__What the task requires__: I need the lines from the one containing "of the traffic" through the last line of the entries retyped exactly, with no pictures among them.

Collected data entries
# # # # # # #
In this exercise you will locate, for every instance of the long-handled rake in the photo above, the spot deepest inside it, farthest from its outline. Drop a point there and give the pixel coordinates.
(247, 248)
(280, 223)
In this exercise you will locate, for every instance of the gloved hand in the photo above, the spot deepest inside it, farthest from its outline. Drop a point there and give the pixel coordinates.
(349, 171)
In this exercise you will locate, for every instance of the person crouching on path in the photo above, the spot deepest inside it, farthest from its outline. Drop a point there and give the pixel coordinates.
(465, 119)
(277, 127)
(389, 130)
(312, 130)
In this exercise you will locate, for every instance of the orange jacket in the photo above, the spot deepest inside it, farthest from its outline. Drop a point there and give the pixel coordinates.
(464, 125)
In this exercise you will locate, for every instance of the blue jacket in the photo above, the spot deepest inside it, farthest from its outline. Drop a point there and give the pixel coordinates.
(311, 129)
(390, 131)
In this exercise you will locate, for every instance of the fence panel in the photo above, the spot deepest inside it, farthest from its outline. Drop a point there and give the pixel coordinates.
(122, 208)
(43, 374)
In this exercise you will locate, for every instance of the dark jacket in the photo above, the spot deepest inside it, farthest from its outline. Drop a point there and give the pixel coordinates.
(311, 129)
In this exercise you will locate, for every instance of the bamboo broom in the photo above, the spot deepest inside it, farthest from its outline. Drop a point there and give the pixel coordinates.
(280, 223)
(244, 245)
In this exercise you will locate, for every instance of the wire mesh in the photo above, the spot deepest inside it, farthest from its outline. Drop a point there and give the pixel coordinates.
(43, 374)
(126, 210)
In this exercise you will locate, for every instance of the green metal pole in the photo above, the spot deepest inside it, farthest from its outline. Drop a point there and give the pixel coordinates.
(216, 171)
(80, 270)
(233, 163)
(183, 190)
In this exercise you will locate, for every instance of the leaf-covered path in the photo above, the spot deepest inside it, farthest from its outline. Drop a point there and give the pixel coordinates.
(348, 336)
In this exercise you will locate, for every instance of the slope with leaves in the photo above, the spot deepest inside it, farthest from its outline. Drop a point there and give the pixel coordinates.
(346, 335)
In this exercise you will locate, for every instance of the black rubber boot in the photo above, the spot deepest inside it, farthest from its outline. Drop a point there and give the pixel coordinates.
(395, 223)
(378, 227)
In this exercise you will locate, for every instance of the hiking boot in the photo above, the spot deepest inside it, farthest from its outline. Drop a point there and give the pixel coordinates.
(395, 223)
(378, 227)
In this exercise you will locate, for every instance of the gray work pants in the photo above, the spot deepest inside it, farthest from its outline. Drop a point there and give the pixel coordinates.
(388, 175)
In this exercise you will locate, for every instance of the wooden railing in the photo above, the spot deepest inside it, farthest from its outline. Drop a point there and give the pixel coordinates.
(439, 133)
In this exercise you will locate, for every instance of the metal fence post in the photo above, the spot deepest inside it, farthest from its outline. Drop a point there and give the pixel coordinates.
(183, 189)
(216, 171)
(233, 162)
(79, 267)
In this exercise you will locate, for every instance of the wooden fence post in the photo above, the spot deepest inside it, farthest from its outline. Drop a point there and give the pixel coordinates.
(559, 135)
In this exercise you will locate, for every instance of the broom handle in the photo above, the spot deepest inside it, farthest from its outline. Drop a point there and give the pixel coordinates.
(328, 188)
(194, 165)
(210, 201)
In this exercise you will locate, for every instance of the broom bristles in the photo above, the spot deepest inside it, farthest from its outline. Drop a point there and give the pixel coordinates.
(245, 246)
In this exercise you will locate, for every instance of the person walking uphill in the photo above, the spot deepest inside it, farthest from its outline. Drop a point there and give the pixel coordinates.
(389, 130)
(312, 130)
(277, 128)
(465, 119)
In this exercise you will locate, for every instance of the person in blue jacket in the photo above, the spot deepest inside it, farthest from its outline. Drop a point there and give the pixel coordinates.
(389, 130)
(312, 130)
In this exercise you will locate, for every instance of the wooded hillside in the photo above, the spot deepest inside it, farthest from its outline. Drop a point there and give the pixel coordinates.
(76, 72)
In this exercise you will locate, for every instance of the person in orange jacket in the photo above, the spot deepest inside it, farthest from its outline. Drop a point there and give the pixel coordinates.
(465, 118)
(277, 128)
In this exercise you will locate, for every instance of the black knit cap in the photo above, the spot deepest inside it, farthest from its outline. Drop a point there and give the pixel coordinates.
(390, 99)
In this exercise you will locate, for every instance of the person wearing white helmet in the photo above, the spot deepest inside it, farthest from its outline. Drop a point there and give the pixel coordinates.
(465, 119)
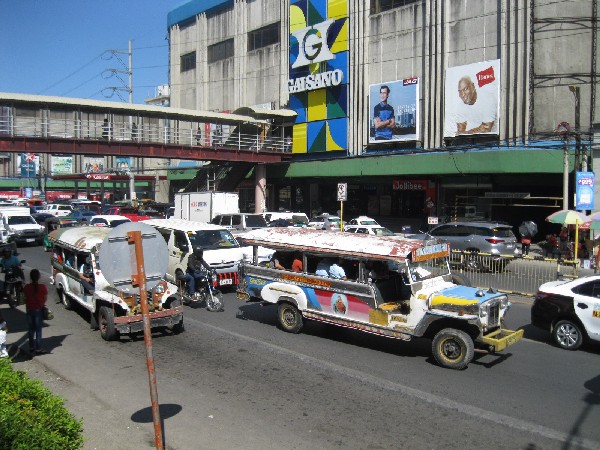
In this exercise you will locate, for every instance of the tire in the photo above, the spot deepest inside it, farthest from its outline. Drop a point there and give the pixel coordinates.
(215, 303)
(453, 349)
(289, 318)
(64, 299)
(567, 335)
(460, 279)
(106, 321)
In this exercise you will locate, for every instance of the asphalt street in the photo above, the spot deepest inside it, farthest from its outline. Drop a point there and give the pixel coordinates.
(234, 380)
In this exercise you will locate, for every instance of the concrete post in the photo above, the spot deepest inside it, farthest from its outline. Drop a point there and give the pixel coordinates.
(260, 188)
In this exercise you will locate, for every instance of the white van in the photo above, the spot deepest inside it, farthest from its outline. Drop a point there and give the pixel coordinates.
(19, 222)
(221, 251)
(112, 311)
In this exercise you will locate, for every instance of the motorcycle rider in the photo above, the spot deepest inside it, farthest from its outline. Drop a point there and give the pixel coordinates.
(196, 269)
(9, 260)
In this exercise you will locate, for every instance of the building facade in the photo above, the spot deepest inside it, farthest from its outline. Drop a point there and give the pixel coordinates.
(458, 100)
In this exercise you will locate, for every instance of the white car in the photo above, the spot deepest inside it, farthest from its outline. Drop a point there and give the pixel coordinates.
(570, 310)
(111, 221)
(325, 222)
(360, 220)
(376, 230)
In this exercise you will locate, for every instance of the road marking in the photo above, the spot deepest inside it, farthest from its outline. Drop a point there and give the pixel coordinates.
(473, 411)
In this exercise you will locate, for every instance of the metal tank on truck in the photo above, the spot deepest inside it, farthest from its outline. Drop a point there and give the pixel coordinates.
(204, 206)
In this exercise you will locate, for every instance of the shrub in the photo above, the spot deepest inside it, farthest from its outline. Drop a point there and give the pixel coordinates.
(32, 417)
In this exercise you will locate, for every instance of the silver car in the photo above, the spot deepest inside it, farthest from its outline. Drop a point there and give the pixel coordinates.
(494, 238)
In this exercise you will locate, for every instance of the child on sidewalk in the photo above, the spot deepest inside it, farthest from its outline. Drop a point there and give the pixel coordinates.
(3, 330)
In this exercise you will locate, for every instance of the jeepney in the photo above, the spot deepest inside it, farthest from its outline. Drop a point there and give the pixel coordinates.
(395, 287)
(112, 311)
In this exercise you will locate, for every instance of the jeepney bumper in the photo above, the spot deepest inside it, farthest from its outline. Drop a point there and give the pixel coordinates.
(165, 318)
(499, 339)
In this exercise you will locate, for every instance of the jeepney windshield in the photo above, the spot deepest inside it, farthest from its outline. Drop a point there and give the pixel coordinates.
(212, 239)
(429, 268)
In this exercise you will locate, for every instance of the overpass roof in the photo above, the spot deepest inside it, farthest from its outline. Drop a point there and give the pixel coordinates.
(129, 108)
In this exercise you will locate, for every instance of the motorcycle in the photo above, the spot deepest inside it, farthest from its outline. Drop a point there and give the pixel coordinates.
(205, 292)
(13, 286)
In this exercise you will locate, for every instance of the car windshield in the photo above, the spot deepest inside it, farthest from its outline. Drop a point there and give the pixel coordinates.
(21, 220)
(383, 232)
(212, 239)
(256, 221)
(430, 268)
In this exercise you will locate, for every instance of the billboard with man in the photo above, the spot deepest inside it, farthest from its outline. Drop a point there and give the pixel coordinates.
(394, 111)
(472, 99)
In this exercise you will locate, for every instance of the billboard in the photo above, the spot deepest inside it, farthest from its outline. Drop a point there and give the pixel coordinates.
(61, 165)
(472, 99)
(394, 111)
(93, 164)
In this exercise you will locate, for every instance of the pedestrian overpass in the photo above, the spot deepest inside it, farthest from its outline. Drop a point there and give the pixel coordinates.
(44, 124)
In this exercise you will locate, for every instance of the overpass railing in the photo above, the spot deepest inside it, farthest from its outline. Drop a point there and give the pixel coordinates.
(219, 136)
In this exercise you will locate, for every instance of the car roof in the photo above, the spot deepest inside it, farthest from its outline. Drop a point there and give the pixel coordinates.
(181, 224)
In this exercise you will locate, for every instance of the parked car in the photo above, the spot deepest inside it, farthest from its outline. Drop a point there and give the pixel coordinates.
(111, 221)
(494, 238)
(570, 310)
(81, 215)
(359, 221)
(375, 230)
(325, 222)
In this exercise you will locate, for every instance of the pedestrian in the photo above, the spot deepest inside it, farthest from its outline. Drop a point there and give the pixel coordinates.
(3, 331)
(36, 295)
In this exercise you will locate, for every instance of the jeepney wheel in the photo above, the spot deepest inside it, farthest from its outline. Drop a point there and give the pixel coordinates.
(106, 321)
(567, 335)
(64, 299)
(289, 318)
(453, 348)
(460, 279)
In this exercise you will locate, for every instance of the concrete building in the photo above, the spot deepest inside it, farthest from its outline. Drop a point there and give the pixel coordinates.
(475, 90)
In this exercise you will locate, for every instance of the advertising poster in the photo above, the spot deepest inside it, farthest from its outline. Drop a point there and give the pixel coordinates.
(93, 164)
(472, 99)
(584, 191)
(29, 165)
(61, 165)
(123, 164)
(394, 111)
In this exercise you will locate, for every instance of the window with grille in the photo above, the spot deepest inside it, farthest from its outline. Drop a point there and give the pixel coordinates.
(263, 37)
(220, 51)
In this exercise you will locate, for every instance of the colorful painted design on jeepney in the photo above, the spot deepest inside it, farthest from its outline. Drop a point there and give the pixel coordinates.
(461, 296)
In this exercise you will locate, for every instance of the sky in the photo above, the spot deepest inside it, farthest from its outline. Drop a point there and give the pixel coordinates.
(62, 47)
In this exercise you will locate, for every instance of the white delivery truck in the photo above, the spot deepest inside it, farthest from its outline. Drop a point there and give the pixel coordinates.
(204, 206)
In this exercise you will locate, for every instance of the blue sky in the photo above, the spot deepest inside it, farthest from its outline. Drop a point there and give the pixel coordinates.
(58, 47)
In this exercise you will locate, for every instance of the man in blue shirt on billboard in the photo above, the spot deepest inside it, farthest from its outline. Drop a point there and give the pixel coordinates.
(383, 115)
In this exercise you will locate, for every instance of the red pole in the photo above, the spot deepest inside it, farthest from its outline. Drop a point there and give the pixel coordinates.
(135, 237)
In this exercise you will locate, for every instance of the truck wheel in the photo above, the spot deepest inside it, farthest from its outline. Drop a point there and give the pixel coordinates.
(289, 318)
(453, 348)
(460, 279)
(64, 299)
(567, 335)
(106, 321)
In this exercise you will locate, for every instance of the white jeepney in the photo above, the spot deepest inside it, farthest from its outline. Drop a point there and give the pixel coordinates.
(395, 287)
(111, 310)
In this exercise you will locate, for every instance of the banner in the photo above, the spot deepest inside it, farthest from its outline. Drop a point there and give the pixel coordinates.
(394, 111)
(584, 191)
(472, 99)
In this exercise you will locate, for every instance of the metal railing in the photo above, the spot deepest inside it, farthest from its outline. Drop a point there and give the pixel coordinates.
(519, 275)
(149, 133)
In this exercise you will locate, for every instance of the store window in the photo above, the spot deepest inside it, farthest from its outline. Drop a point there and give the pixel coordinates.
(378, 6)
(188, 61)
(220, 51)
(263, 37)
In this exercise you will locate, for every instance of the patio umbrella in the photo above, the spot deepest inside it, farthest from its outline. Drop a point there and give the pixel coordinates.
(569, 217)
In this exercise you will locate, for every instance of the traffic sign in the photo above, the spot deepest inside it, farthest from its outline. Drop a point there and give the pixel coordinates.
(342, 192)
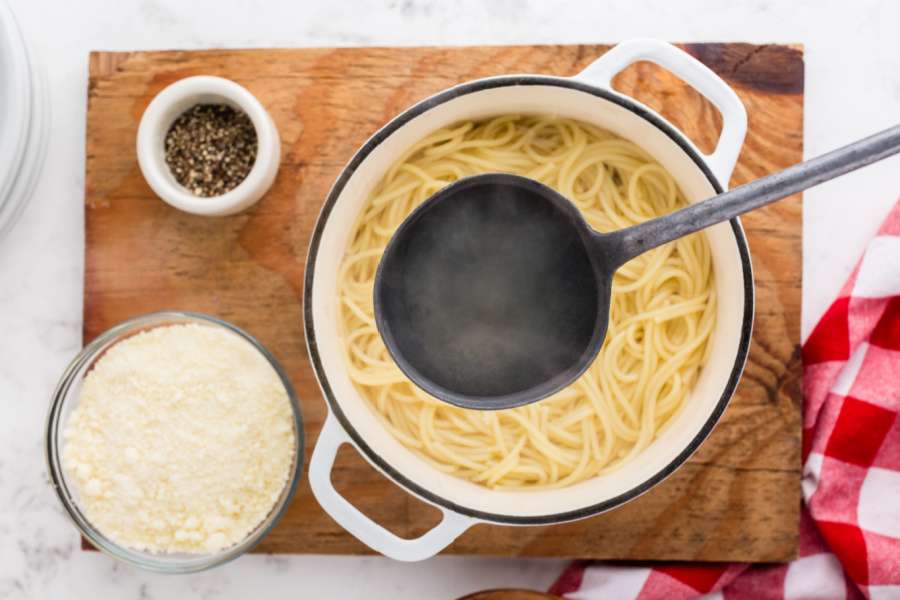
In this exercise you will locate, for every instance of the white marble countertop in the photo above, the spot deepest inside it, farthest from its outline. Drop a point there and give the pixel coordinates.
# # # # # # #
__Response box__:
In this exercise you will locate, for every instance of the traffic sign in the photo above, the spot deepest inside it, farthest from its outline. Drop a point there and give the pixel coordinates.
(342, 192)
In this exercise you will locate, for every instance of the white marble countertop in the photo above, the spot deepest inside it, farthest from its outline. Drop a point there and give the pixel coordinates.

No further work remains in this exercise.